▸ RECORD SET

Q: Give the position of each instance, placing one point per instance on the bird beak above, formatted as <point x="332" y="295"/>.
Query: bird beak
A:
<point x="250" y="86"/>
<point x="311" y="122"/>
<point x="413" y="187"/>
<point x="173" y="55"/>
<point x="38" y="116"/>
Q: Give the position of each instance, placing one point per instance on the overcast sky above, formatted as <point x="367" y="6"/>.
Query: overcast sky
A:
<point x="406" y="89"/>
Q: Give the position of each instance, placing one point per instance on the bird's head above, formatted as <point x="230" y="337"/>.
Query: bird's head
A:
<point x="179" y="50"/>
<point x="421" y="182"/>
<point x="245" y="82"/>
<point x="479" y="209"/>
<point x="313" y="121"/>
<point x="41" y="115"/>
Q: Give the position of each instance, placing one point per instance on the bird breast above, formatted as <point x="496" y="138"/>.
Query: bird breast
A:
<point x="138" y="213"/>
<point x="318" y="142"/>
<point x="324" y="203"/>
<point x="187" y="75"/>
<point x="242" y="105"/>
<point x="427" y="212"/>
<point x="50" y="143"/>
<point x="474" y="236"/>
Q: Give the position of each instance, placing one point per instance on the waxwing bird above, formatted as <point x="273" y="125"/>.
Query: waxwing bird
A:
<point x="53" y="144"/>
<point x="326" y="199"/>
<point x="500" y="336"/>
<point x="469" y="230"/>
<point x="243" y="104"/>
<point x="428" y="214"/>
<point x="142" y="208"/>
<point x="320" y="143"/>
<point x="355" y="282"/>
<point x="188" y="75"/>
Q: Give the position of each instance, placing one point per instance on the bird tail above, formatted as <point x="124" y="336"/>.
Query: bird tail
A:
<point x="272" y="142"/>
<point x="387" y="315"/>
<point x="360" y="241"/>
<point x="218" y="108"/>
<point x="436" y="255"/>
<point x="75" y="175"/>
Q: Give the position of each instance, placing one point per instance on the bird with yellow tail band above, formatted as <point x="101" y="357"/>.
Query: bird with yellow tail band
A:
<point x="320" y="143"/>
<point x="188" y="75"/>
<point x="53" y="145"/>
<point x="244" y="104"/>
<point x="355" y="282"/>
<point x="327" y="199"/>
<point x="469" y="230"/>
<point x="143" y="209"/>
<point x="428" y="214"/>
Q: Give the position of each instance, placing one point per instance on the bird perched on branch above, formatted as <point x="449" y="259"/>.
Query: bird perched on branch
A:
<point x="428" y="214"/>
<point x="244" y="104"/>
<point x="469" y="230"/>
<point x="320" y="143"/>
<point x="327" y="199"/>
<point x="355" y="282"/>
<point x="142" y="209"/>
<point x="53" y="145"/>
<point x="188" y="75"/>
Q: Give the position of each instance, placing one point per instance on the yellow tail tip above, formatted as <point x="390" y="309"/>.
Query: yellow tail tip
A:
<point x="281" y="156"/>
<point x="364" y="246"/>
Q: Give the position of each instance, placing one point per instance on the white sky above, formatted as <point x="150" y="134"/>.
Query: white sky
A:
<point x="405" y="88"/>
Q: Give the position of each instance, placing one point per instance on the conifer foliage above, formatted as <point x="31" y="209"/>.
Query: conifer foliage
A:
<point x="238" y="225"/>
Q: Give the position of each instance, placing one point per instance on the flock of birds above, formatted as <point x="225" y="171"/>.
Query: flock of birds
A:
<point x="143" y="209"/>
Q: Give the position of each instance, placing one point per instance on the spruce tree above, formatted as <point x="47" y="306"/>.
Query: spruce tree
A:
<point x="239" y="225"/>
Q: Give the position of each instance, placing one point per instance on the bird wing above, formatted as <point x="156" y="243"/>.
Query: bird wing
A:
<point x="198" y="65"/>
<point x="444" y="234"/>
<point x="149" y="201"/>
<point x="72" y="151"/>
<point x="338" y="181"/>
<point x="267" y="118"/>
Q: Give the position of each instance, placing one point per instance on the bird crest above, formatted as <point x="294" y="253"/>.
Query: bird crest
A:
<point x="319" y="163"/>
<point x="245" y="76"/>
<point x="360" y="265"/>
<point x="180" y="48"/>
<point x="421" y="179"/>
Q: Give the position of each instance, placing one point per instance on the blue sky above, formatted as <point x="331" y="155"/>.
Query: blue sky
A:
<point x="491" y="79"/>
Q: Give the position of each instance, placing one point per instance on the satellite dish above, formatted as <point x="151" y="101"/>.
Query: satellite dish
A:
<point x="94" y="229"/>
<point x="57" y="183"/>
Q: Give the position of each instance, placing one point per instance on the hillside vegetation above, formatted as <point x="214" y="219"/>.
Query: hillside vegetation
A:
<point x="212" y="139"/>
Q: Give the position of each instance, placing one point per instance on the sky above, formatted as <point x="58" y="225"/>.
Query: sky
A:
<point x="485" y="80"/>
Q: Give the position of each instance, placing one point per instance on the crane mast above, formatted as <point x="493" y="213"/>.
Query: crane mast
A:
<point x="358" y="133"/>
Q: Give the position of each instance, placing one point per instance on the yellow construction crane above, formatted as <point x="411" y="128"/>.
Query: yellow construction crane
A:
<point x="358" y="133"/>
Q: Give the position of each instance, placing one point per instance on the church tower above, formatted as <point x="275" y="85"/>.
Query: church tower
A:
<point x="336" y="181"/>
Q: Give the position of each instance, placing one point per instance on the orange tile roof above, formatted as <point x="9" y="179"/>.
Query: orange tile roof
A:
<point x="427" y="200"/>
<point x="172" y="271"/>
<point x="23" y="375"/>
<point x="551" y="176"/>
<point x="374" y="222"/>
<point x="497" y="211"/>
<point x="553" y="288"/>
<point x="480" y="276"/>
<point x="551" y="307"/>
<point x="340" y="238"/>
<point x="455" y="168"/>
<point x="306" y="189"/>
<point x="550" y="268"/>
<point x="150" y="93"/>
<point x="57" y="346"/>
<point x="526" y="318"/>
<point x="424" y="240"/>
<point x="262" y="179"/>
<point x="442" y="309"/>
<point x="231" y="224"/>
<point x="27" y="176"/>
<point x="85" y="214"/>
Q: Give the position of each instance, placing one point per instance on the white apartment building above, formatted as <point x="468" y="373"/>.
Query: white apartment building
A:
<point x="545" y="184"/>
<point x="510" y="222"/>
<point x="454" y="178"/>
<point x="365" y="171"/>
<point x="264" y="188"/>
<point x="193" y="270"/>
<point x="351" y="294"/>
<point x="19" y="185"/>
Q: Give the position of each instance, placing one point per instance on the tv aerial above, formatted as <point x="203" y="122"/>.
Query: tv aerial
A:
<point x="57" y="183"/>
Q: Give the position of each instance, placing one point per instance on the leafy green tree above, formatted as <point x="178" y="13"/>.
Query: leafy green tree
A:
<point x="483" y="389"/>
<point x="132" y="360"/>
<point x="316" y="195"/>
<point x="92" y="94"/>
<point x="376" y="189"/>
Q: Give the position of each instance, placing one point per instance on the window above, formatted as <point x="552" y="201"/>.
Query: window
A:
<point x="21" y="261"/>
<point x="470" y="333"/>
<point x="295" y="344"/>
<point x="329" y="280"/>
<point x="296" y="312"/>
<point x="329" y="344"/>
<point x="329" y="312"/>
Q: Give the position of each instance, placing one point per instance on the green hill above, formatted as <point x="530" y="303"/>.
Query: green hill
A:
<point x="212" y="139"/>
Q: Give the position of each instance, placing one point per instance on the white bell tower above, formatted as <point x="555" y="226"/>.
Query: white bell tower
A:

▸ EXERCISE TASK
Give a word-for-word copy of the records.

▸ TASK OUTPUT
Q: Give the position of each instance, placing one point per instance on the bird beak above, formatted as <point x="332" y="295"/>.
Query: bird beak
A:
<point x="250" y="86"/>
<point x="311" y="122"/>
<point x="413" y="187"/>
<point x="173" y="55"/>
<point x="38" y="116"/>
Q: Give the position of each instance, placing one point per instance on the overcast sky above, formatted as <point x="367" y="6"/>.
Query: overcast sky
A:
<point x="406" y="89"/>
Q: Give the position of each instance, placing one point per instance on the bird's head above, formatted as <point x="230" y="337"/>.
Query: bird's head
A:
<point x="179" y="50"/>
<point x="421" y="182"/>
<point x="245" y="82"/>
<point x="479" y="209"/>
<point x="313" y="121"/>
<point x="41" y="115"/>
Q: Give the position of each instance, placing one point per instance on the bird breast above, formatted as <point x="496" y="138"/>.
Query: bird breast
A:
<point x="138" y="213"/>
<point x="318" y="142"/>
<point x="324" y="203"/>
<point x="187" y="75"/>
<point x="242" y="105"/>
<point x="427" y="212"/>
<point x="50" y="143"/>
<point x="474" y="236"/>
Q: Give the position of each instance, placing one point per instance on the waxwing bird above, formatted as <point x="273" y="125"/>.
Query: waxwing bird
A:
<point x="53" y="144"/>
<point x="326" y="199"/>
<point x="500" y="336"/>
<point x="469" y="230"/>
<point x="243" y="104"/>
<point x="428" y="214"/>
<point x="142" y="208"/>
<point x="320" y="143"/>
<point x="355" y="282"/>
<point x="188" y="75"/>
Q: Give the position of each instance, placing one point per instance on the bird tail above, formatted as <point x="124" y="336"/>.
Query: bird tail
A:
<point x="272" y="142"/>
<point x="387" y="315"/>
<point x="360" y="241"/>
<point x="218" y="108"/>
<point x="436" y="255"/>
<point x="75" y="175"/>
Q: Give the position of each instance, placing one point per instance on the bird with yellow tail band above, formatted as <point x="101" y="357"/>.
Query: bird with yellow tail band
A:
<point x="320" y="143"/>
<point x="188" y="75"/>
<point x="53" y="145"/>
<point x="244" y="104"/>
<point x="355" y="282"/>
<point x="327" y="199"/>
<point x="469" y="230"/>
<point x="143" y="209"/>
<point x="428" y="214"/>
Q: Give the position of each instance, placing one point per instance on the bird perched on branch above, formatted as <point x="449" y="259"/>.
Query: bird perched on branch
A:
<point x="428" y="214"/>
<point x="244" y="104"/>
<point x="469" y="230"/>
<point x="320" y="143"/>
<point x="327" y="199"/>
<point x="355" y="282"/>
<point x="142" y="209"/>
<point x="53" y="145"/>
<point x="188" y="75"/>
Q: Give the position of each instance, placing one point per instance on the yellow tail tip above, formatted as <point x="390" y="309"/>.
Query: yellow tail tip
A:
<point x="281" y="156"/>
<point x="364" y="246"/>
Q: Give the position of each instance, placing one point per instance on the white sky above, formatted as <point x="150" y="134"/>.
Query: white sky
A:
<point x="405" y="88"/>
Q: Give the position of each instance, placing one point per instance on the conifer foliage above, formatted as <point x="31" y="209"/>.
Query: conifer foliage
A:
<point x="238" y="225"/>
Q: Give the position of each instance, placing one point per instance on the flock of birds above, formatted as <point x="225" y="171"/>.
Query: flock of birds
A:
<point x="143" y="209"/>
Q: Give the position of each instance, placing one point per instance on the spruce tree above, formatted as <point x="47" y="306"/>.
Query: spruce tree
A:
<point x="239" y="225"/>
Q: Give the position of each instance, placing one point per instance on the bird wing above, formatted as <point x="156" y="243"/>.
Query: bird wing
A:
<point x="198" y="65"/>
<point x="444" y="234"/>
<point x="149" y="201"/>
<point x="72" y="151"/>
<point x="338" y="181"/>
<point x="267" y="118"/>
Q: Give the position of each instance, placing one point per instance on the bird crest above, formatted as <point x="294" y="253"/>.
Query: bird crest
A:
<point x="319" y="163"/>
<point x="245" y="76"/>
<point x="360" y="265"/>
<point x="180" y="48"/>
<point x="421" y="179"/>
Q: Give the position of each instance, placing one point per instance on the blue sky above, formatted as <point x="331" y="155"/>.
Query: blue sky
A:
<point x="491" y="79"/>
Q: Give the position of each instance, placing one point per instance on the satellite dish above, formatted as <point x="151" y="101"/>.
Query: satellite dish
A:
<point x="94" y="229"/>
<point x="57" y="183"/>
Q: Give the position of each instance, placing one point per instance on the hillside vegetation above, formatted as <point x="214" y="219"/>.
Query: hillside vegetation
A:
<point x="212" y="139"/>
Q: Give the position of each instance, placing one point per instance on the sky above, formatted as <point x="58" y="225"/>.
Query: sky
A:
<point x="485" y="80"/>
Q: Give the position of each instance, placing one point per instance on the crane mast above, formatted as <point x="493" y="213"/>.
Query: crane mast
A:
<point x="358" y="133"/>
Q: Give the position of each instance, placing one point per instance on the yellow construction crane above, formatted as <point x="411" y="128"/>.
Query: yellow construction crane
A:
<point x="358" y="133"/>
Q: Give the position of each instance, placing one point per instance on the church tower above, formatted as <point x="275" y="85"/>.
Query: church tower
A:
<point x="336" y="181"/>
Q: Give the position of each instance, placing one point per instance on the orange tile roof above, formatted as <point x="9" y="179"/>.
Query: orange tile roof
A:
<point x="427" y="200"/>
<point x="172" y="271"/>
<point x="23" y="375"/>
<point x="551" y="176"/>
<point x="374" y="222"/>
<point x="497" y="211"/>
<point x="553" y="288"/>
<point x="480" y="276"/>
<point x="551" y="307"/>
<point x="340" y="238"/>
<point x="455" y="168"/>
<point x="306" y="189"/>
<point x="550" y="268"/>
<point x="150" y="93"/>
<point x="57" y="346"/>
<point x="526" y="318"/>
<point x="424" y="240"/>
<point x="262" y="179"/>
<point x="442" y="309"/>
<point x="231" y="224"/>
<point x="27" y="176"/>
<point x="85" y="214"/>
Q: Give the position of each instance, placing one point per instance on the white apartment building above, formatted as <point x="468" y="373"/>.
Query: white apartment building
A:
<point x="545" y="184"/>
<point x="510" y="222"/>
<point x="454" y="178"/>
<point x="365" y="171"/>
<point x="264" y="188"/>
<point x="193" y="270"/>
<point x="351" y="294"/>
<point x="19" y="185"/>
Q: Give the position of each instance, placing one point per instance on the tv aerial above, formatted as <point x="203" y="122"/>.
Query: tv aerial
A:
<point x="57" y="183"/>
Q: Give the position of each instance, placing one point per instance on the leafy green tree above, formatted as <point x="178" y="13"/>.
Query: leafy green tree
A:
<point x="483" y="389"/>
<point x="132" y="360"/>
<point x="316" y="195"/>
<point x="92" y="94"/>
<point x="376" y="189"/>
Q: Give the position of each instance, placing one point per instance on the window above, formatted as <point x="552" y="201"/>.
Query: window
A:
<point x="21" y="261"/>
<point x="470" y="333"/>
<point x="295" y="344"/>
<point x="329" y="280"/>
<point x="296" y="312"/>
<point x="329" y="344"/>
<point x="329" y="312"/>
Q: Give the position of each instance, placing one point per instance on the green hill above, formatted as <point x="530" y="303"/>.
Query: green hill
A:
<point x="212" y="139"/>
Q: Give the position of each instance, placing one point per instance on the white bell tower above, formatted as <point x="555" y="226"/>.
Query: white bell tower
A:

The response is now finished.